**What the task requires**
Rewrite every item below, putting "mark" wherever "pick out" appears and leaving everything else unchanged.

**Data provided**
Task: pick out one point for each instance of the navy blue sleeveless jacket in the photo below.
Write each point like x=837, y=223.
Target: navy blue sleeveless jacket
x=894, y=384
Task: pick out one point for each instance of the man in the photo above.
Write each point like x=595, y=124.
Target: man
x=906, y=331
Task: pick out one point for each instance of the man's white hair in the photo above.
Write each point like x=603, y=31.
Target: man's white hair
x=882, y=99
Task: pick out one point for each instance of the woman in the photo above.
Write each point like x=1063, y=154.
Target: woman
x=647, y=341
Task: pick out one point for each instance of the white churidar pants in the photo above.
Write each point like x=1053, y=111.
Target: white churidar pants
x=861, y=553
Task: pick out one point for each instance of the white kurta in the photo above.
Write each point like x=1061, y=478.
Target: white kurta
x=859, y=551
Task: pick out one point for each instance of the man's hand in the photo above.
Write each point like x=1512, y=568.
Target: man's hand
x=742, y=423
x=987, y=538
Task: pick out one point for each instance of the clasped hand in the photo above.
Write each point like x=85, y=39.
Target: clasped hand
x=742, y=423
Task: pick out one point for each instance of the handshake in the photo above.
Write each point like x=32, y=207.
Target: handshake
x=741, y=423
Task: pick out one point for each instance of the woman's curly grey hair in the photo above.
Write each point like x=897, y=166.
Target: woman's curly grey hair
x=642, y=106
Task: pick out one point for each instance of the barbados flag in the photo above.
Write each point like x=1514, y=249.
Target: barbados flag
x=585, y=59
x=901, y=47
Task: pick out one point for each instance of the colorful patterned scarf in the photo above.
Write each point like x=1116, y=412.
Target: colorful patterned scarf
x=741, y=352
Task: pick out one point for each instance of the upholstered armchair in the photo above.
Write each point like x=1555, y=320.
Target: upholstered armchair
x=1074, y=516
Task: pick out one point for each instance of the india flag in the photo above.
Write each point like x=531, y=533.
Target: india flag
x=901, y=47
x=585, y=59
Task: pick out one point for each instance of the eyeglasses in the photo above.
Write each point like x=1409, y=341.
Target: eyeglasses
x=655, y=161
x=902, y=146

**Answer**
Task: mark one point for each instance of the navy blue sleeveless jacket in the photo below.
Write each point like x=837, y=223.
Target: navy blue sleeveless jacket
x=894, y=384
Task: mark one point for each instance of the man in the photo above.
Write each point like x=595, y=124.
Target: man
x=906, y=331
Task: mark one point for each instance of the man's white hair in the photo above.
Write each point like x=603, y=31.
Target: man's white hair
x=882, y=99
Task: mark one point for each instance of the woman in the photo above.
Write each point like x=1063, y=154.
Target: woman
x=647, y=341
Task: mark one point for each instance of the white churidar pants in the photo above.
Write each point like x=1053, y=111.
Target: white churidar pants
x=861, y=553
Task: mark one point for each instance of the white kurta in the photo above.
Write each point like x=1061, y=478.
Target: white kurta
x=859, y=551
Task: mark one point for each instance of the man's hand in the photo above.
Write each point like x=1512, y=568.
Target: man's hand
x=742, y=423
x=987, y=538
Task: mark one point for each instance of the clasped hand in the photo above.
Write each point like x=85, y=39.
Target: clasped hand
x=742, y=423
Task: mark one point for each instance of the handshake in the photo above.
Write each point like x=32, y=207.
Target: handshake
x=741, y=423
Task: mark one point for each instance of the woman's curly grey hair in the photo above.
Write each point like x=897, y=166.
Target: woman's curly grey hair
x=642, y=106
Task: mark one point for each instance of the barbados flag in the photo above.
Write each point like x=1514, y=249.
Target: barbados flag
x=585, y=59
x=901, y=47
Task: mark one point for each instance of the colorful patterned scarf in the photo above.
Write each point like x=1116, y=412.
Target: colorful patterned scarf
x=741, y=352
Task: mark one point for each instance of the upholstered armchair in the photo above.
Write each point like x=1555, y=320.
Target: upholstered armchair
x=1074, y=516
Task: mark one point for each instance of the india flag in the photo above.
Write each point like x=531, y=533.
Target: india flag
x=901, y=47
x=585, y=59
Task: mark one point for each instance of the eyeglasses in the photo above.
Write each point like x=1409, y=341.
Target: eyeglasses
x=655, y=161
x=902, y=146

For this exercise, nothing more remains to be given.